==== DATASET RECORDS
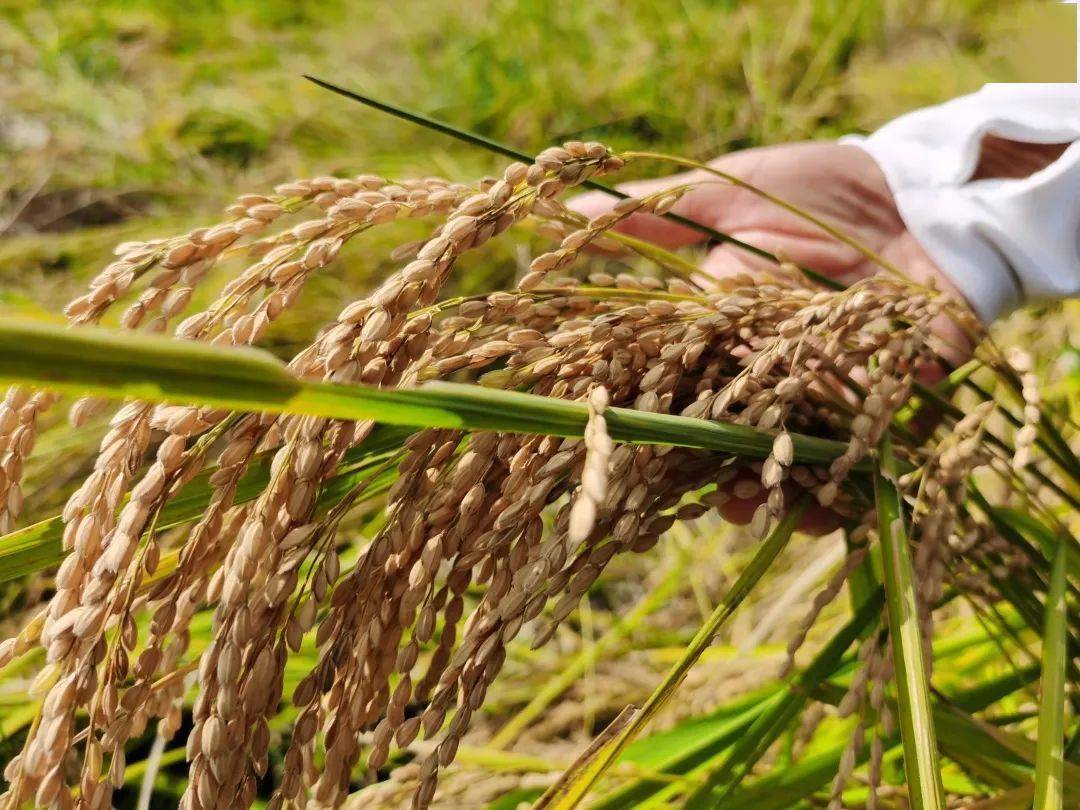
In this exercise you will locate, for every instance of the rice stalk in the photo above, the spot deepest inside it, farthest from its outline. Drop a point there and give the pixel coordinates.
(598, 415)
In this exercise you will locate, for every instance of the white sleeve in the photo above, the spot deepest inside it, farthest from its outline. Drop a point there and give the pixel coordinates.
(1003, 242)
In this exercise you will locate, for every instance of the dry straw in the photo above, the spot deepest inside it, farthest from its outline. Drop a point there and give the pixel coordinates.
========
* YOUR TASK
Quote the items word for word, beginning at the line that contains "of the white" and ending with the last line of the items.

* THE REPLY
In this exercise you will locate, for every instance of the white sleeve in the photo above, the spot deepest inside it, farthest from its outline. Drop a point there and give the pixel coordinates.
(1003, 242)
In this exercise you will locate, for every instance of the dry straw in the photo above, the spot deepest inside it, farthest from its outline. Drop a point there and give the pixel coordinates.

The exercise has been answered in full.